[Data listing]
## begin

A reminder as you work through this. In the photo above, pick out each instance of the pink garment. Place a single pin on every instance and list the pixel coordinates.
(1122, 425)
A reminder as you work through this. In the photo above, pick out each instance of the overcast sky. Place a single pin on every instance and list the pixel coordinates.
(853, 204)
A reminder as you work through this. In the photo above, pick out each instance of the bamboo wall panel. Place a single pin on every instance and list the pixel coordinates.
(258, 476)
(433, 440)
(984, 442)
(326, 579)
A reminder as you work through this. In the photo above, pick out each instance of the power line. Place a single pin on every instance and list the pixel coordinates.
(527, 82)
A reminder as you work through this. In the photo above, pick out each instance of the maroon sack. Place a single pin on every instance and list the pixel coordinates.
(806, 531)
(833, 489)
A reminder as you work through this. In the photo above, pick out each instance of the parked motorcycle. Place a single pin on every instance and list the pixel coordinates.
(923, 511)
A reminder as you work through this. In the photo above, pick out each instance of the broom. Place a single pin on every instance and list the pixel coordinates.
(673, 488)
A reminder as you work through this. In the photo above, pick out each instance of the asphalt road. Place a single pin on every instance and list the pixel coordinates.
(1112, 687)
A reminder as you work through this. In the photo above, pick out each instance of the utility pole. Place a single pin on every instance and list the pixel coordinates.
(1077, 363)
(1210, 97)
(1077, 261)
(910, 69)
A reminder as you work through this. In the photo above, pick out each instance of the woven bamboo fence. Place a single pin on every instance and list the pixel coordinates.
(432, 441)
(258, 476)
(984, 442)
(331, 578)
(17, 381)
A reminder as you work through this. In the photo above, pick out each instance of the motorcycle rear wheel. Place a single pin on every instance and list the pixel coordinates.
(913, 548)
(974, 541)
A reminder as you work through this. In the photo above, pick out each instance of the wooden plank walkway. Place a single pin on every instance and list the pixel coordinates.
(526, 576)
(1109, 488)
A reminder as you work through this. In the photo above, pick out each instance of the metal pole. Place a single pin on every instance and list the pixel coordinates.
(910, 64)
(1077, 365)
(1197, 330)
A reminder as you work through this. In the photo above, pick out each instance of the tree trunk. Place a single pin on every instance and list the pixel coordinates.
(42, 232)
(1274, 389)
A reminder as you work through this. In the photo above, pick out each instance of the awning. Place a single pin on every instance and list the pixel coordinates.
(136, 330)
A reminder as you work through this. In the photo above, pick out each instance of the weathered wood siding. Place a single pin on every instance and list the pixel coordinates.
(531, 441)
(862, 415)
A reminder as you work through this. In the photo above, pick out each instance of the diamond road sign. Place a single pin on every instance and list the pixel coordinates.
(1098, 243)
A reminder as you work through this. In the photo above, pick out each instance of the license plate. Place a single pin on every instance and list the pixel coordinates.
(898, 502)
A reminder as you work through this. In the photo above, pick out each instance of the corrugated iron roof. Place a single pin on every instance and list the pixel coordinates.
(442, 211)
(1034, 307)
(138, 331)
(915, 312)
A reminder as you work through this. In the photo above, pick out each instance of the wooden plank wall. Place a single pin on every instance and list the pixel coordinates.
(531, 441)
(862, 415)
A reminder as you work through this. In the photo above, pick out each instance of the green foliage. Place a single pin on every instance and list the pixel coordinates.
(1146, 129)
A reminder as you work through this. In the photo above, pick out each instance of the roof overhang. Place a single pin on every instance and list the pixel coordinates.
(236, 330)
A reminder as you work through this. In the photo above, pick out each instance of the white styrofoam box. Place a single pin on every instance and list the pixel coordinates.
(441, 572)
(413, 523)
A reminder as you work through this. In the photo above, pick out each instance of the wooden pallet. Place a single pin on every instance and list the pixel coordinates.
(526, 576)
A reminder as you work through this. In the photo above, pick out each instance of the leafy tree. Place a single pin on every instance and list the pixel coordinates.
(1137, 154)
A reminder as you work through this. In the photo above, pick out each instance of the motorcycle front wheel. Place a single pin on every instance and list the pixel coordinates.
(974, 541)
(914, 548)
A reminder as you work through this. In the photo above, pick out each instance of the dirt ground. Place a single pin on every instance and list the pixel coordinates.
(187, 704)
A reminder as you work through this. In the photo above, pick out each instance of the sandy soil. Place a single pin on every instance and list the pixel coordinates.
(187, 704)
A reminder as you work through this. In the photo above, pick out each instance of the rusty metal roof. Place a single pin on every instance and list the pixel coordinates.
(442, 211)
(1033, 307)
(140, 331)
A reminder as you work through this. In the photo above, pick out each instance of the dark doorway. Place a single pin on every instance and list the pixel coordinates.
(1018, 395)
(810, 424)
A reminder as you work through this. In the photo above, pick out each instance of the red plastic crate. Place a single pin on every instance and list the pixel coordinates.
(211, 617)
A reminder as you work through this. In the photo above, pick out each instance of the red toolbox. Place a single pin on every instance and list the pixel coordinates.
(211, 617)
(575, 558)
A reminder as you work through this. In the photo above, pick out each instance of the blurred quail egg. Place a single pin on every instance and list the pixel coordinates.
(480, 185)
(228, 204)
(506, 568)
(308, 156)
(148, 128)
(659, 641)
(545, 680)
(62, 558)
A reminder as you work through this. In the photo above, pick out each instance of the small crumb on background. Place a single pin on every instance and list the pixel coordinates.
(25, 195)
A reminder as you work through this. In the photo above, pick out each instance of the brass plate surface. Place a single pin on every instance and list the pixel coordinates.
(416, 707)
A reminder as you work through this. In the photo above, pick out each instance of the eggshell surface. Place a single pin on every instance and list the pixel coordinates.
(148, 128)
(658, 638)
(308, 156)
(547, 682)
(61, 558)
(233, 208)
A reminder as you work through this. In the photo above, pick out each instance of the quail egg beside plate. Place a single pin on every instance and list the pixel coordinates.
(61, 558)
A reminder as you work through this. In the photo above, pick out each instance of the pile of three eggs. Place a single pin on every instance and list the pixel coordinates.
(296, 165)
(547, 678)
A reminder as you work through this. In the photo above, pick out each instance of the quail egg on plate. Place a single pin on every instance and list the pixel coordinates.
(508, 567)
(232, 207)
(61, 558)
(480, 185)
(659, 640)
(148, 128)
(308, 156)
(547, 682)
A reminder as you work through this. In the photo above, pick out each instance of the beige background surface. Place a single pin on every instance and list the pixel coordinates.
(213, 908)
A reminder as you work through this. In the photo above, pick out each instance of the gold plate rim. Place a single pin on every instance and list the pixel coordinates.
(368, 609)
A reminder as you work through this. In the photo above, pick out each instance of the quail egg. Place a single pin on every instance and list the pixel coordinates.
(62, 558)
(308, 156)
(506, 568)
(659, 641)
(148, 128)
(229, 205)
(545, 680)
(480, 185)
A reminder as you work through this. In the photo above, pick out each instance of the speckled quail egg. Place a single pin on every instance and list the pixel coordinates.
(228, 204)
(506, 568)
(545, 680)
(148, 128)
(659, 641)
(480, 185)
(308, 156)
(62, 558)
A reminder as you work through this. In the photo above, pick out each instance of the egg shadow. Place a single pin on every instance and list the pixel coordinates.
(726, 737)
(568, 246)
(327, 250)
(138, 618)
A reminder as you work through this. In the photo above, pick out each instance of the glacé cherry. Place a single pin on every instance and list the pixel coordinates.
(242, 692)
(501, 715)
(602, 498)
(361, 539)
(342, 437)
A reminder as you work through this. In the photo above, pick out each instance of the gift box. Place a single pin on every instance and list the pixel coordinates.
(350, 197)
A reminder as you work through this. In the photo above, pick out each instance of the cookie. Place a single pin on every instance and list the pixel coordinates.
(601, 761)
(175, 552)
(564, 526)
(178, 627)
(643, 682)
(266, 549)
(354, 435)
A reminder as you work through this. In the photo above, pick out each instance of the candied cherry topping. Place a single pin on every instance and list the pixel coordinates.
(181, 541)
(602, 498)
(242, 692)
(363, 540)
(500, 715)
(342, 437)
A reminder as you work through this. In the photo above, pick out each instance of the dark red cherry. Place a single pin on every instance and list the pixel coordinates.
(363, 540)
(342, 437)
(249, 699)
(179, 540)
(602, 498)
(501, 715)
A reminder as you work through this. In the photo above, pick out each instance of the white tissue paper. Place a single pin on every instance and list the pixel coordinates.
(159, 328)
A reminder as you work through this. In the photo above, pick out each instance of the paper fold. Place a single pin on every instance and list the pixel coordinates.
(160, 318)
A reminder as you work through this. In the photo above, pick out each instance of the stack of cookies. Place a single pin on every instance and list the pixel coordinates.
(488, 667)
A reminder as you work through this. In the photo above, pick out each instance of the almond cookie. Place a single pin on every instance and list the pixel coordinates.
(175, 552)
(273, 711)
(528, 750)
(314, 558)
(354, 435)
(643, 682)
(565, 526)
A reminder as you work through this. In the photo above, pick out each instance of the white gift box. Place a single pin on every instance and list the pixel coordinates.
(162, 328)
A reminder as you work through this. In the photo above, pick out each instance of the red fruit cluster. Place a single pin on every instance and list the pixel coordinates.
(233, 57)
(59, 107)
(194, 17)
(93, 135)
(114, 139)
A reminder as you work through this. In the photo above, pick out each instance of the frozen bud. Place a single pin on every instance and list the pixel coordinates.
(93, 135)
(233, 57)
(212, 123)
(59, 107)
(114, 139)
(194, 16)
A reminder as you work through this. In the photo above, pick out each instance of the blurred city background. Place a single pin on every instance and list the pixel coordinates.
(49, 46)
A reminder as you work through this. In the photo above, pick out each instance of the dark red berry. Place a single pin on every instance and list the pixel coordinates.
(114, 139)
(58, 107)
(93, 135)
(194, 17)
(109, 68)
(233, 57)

## end

* **EXERCISE PROMPT**
Rewrite the lines from the one containing "wooden plank walkway." through the one containing "(1109, 488)", substituting "boardwalk" for "walkway" and leaving everything else unchanged.

* **RESULT**
A reminder as you work through this. In the photo above, pick out each instance of the wooden plank boardwalk. Place a single pin on every instance and list the pixel coordinates.
(526, 576)
(1109, 488)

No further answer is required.